### O QUE FAZER
A - Reescreva em forma de lista o parágrafo do texto que começa com "A primeira etapa do tratamento", mantendo os fatos principais.
B - Liste todos os lugares geográficos citados no texto.
C - Devolva sem alterações o trecho do texto que vai de "O paciente, cuja" a "há 40 anos.".

### TEXTO
——————————

A visão de um homem completamente cego foi parcialmente restaurada com o uso de proteínas sensíveis à luz encontradas em algas.
Por BBC News Brasil
O homem foi tratado com um tipo de terapia chamada optogenética, que usa proteínas para controlar as células da parte posterior do olho.
Ele soube que a terapia estava funcionando quando percebeu que podia ver as listras pintadas de uma faixa de pedestres.
O homem agora pode segurar e contar objetos sobre uma mesa, relata a Nature Medicine.
O paciente, cuja identidade não foi revelada, mora na Bretanha, norte da França, e foi tratado em Paris.
Ele foi diagnosticado com retinite pigmentosa, uma doença que leva à morte de células fotossensíveis na superfície da retina, há 40 anos.
A condição afeta mais de dois milhões de pessoas em todo o mundo e, embora a cegueira completa seja rara, o homem perdeu a visão nas últimas duas décadas.
Optogenética
Ele foi tratado com optogenética – um campo novo na medicina, mas que há muito tempo faz parte da pesquisa fundamental da neurociência.
A optogenética usa a luz para controlar precisamente a atividade das células cerebrais. Foi usada pelos cientistas para restaurar a capacidade dos olhos do paciente para detectar a luz.
A técnica é baseada em proteínas, produzidas em algas, chamadas rodopsinas de canal, que mudam seu comportamento em resposta à luz. Os micróbios os usam para se mover em direção à luz.
A primeira etapa do tratamento foi a terapia genética. As instruções genéticas para a produção das rodopsinas foram retiradas das algas e fornecidas às células das camadas profundas sobreviventes da retina, na parte posterior do olho.

——————————

### Registros salvos

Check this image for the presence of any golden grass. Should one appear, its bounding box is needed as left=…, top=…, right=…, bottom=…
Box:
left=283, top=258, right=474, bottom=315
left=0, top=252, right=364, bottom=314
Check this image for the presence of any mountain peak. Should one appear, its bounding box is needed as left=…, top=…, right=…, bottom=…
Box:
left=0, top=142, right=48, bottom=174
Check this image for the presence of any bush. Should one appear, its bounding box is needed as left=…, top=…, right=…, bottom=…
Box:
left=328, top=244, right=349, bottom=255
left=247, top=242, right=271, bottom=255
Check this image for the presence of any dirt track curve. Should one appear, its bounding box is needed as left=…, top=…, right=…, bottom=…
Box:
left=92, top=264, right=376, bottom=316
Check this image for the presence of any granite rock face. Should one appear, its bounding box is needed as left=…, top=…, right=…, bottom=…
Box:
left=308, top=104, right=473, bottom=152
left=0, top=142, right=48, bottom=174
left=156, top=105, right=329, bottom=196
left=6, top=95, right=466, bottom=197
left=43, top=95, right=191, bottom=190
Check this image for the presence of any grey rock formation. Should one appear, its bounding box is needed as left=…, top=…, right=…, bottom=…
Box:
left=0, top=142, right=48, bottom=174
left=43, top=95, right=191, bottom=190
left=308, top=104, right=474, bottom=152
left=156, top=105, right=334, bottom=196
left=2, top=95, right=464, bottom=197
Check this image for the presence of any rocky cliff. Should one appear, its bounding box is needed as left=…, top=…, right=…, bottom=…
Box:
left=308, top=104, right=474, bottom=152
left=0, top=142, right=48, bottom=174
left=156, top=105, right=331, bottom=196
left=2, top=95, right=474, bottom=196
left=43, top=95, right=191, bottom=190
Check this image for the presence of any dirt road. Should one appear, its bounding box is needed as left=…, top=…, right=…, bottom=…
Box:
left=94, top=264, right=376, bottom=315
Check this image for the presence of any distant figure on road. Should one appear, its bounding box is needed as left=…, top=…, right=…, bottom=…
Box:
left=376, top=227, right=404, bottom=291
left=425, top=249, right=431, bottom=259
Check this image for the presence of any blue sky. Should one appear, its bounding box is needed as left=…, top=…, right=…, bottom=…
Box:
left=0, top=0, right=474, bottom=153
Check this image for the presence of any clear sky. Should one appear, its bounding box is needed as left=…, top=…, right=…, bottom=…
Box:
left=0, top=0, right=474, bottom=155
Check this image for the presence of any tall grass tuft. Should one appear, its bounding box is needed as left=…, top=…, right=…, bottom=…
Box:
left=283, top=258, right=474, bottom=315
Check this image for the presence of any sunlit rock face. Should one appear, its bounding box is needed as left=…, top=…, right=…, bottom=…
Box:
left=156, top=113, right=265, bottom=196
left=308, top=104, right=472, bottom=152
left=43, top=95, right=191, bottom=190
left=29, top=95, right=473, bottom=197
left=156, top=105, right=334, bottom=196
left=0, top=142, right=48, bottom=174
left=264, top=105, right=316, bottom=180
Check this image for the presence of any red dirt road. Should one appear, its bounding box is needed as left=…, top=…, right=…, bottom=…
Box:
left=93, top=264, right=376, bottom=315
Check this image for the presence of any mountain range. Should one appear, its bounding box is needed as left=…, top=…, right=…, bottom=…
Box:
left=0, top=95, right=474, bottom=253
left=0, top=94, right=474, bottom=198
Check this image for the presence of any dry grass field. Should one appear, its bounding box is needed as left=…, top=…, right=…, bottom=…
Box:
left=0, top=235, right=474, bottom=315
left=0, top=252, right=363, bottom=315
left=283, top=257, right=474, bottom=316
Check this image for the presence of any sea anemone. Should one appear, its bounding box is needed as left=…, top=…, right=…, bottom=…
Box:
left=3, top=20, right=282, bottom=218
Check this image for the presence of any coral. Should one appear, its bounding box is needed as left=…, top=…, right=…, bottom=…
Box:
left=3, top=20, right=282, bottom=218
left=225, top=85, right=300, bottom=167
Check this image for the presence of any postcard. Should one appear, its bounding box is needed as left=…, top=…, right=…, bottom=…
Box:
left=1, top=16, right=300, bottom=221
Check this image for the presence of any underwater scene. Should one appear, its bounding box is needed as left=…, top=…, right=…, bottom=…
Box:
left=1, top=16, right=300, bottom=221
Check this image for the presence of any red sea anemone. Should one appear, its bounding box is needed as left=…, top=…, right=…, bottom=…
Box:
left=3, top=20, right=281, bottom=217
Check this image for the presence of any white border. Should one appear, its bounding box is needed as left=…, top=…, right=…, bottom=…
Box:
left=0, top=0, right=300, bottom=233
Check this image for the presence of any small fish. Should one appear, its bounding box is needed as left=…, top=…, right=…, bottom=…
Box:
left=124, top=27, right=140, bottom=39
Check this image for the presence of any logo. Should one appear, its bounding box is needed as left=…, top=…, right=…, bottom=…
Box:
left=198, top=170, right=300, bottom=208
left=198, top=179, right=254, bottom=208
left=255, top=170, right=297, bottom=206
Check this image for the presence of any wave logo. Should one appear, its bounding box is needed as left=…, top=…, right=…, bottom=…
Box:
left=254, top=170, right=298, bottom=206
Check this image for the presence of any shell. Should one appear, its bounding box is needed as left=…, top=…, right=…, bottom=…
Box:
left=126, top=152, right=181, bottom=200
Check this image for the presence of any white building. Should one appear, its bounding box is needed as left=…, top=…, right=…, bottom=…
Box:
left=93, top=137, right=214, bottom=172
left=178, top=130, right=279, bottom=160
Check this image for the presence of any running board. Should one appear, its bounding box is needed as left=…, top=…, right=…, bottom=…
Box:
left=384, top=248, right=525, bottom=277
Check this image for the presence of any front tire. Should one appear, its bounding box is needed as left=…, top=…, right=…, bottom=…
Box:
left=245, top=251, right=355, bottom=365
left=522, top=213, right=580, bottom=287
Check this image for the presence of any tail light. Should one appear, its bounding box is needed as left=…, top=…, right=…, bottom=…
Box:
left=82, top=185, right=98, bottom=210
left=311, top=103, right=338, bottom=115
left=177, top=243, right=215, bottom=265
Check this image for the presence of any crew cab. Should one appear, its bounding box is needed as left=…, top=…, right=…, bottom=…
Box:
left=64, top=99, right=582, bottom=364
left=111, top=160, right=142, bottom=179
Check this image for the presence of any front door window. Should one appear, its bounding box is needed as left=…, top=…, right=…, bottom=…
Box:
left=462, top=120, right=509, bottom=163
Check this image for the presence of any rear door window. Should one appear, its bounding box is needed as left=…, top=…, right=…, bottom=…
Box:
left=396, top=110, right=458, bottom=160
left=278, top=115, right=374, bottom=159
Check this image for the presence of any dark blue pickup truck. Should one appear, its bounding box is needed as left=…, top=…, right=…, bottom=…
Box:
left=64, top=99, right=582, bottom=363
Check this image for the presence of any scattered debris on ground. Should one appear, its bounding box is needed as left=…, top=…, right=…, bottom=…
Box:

——————————

### RESPOSTAS DADAS
A -
- A primeira etapa do tratamento foi a terapia genética.
- As instruções genéticas para produzir as rodopsinas foram retiradas das algas.
- Essas instruções foram fornecidas às células das camadas profundas sobreviventes da retina, na parte posterior do olho.

B -
- Bretanha
- França
- Paris

C -
O paciente, cuja identidade não foi revelada, mora na Bretanha, norte da França, e foi tratado em Paris.
Ele foi diagnosticado com retinite pigmentosa, uma doença que leva à morte de células fotossensíveis na superfície da retina, há 40 anos.